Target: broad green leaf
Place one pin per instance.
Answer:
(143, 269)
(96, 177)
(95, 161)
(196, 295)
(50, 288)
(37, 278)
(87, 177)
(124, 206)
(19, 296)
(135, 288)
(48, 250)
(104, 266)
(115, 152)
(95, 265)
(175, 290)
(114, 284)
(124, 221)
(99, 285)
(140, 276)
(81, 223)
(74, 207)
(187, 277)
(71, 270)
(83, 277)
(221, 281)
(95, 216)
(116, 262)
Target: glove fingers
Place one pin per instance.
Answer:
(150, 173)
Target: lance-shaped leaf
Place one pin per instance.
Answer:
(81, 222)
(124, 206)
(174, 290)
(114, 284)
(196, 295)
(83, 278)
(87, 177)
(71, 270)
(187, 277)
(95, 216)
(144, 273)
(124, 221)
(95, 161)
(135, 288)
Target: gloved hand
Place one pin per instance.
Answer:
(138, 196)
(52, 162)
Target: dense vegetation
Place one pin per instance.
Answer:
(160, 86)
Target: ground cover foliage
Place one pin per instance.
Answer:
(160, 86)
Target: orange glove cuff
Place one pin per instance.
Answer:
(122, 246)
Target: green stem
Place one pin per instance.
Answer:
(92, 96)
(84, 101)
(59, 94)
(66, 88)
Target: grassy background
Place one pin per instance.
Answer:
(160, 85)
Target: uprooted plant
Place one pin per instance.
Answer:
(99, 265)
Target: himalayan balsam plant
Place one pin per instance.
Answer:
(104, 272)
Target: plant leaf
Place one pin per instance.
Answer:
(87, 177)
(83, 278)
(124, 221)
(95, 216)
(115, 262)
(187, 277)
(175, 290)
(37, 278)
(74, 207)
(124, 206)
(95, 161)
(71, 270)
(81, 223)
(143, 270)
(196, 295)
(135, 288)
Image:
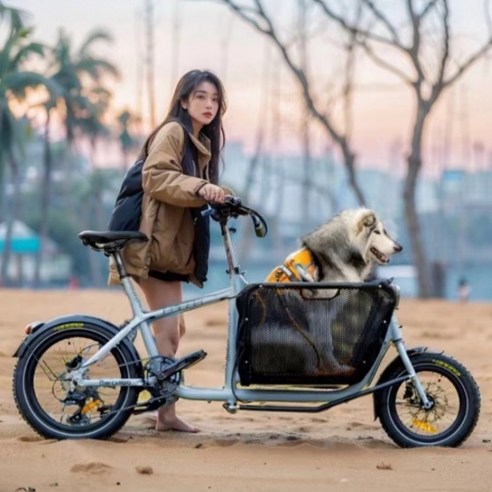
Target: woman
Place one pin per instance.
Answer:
(179, 176)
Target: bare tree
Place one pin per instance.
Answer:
(424, 46)
(257, 16)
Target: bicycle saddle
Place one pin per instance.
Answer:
(109, 241)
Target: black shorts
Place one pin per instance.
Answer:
(169, 276)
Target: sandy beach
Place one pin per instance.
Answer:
(343, 449)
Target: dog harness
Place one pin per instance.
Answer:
(299, 266)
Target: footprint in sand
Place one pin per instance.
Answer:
(92, 468)
(30, 438)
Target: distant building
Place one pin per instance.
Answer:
(25, 243)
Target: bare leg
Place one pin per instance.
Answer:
(167, 332)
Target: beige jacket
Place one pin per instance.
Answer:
(166, 218)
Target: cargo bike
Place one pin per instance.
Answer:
(292, 347)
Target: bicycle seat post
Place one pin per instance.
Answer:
(126, 282)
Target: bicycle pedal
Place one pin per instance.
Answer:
(183, 363)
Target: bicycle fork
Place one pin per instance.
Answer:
(402, 351)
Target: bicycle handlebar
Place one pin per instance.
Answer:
(233, 207)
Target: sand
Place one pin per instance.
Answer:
(342, 449)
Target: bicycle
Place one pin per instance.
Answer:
(80, 376)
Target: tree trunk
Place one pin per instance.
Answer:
(10, 217)
(349, 160)
(419, 255)
(45, 202)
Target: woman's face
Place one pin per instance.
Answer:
(202, 105)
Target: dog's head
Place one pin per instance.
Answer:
(374, 241)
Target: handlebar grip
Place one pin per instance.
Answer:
(259, 225)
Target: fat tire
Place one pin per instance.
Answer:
(31, 409)
(466, 389)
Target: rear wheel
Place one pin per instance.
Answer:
(53, 405)
(454, 397)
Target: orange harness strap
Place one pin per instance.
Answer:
(299, 266)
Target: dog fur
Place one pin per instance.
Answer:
(347, 247)
(344, 249)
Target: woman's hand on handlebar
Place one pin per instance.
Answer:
(212, 193)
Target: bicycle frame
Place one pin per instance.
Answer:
(230, 393)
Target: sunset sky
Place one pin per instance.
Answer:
(209, 36)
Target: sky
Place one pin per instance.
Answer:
(261, 94)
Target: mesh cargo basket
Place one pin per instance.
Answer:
(293, 334)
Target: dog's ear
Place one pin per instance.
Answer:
(368, 220)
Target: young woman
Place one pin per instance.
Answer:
(179, 176)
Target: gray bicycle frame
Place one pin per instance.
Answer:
(232, 393)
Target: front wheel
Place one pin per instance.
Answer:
(53, 405)
(454, 397)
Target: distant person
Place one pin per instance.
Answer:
(463, 290)
(179, 176)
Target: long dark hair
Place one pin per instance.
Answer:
(214, 130)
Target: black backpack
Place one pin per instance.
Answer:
(127, 210)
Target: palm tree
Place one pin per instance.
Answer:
(83, 104)
(14, 81)
(69, 70)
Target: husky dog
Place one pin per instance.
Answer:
(344, 249)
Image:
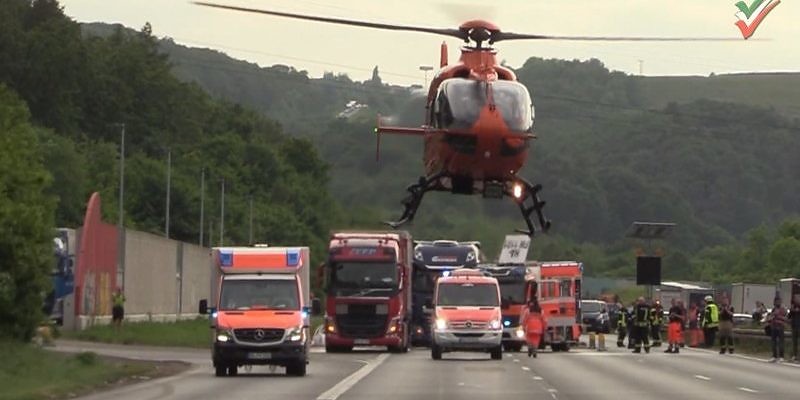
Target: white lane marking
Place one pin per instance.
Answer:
(347, 383)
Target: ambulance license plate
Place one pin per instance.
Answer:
(259, 356)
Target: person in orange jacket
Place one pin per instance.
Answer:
(533, 325)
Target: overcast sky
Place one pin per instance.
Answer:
(319, 47)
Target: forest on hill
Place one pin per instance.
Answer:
(607, 154)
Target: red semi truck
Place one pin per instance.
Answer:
(368, 284)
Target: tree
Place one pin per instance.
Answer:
(26, 221)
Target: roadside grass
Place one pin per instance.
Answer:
(31, 373)
(191, 333)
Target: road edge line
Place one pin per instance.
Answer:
(347, 383)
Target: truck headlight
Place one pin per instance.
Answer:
(296, 334)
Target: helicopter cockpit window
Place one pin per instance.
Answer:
(460, 102)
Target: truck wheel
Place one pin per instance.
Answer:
(337, 349)
(497, 353)
(436, 352)
(296, 369)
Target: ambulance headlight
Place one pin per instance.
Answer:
(296, 334)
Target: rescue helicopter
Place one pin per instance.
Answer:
(478, 117)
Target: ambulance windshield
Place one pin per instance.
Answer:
(363, 278)
(467, 294)
(254, 294)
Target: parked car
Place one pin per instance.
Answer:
(595, 316)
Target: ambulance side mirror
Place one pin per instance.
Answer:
(316, 307)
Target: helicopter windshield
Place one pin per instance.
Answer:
(460, 102)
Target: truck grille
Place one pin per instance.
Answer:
(468, 324)
(512, 319)
(361, 321)
(258, 335)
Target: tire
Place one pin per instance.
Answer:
(337, 349)
(296, 369)
(497, 353)
(436, 352)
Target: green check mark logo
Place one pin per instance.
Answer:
(748, 10)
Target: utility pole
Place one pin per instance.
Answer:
(169, 184)
(202, 202)
(251, 220)
(121, 212)
(222, 213)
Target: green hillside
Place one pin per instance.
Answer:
(777, 90)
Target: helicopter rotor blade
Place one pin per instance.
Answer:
(447, 32)
(498, 36)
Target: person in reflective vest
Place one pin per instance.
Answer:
(622, 326)
(641, 328)
(656, 321)
(710, 321)
(725, 327)
(675, 327)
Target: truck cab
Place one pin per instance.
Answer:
(260, 313)
(559, 299)
(512, 281)
(466, 314)
(368, 284)
(431, 261)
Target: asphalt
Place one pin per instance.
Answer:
(578, 374)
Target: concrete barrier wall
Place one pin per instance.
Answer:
(151, 284)
(196, 275)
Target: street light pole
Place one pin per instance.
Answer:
(425, 68)
(222, 214)
(202, 202)
(169, 184)
(121, 212)
(251, 220)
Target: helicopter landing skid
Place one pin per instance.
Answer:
(532, 194)
(414, 199)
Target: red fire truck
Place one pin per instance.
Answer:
(368, 283)
(559, 297)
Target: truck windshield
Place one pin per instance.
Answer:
(265, 294)
(467, 294)
(513, 292)
(363, 278)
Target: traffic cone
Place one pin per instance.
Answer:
(601, 342)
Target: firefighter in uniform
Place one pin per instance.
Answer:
(710, 321)
(622, 326)
(641, 329)
(657, 320)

^^^^

* **To do**
For each line in the entries that contains the string "distant", make a copy.

* **Written solution**
Target: distant building
Target: distant person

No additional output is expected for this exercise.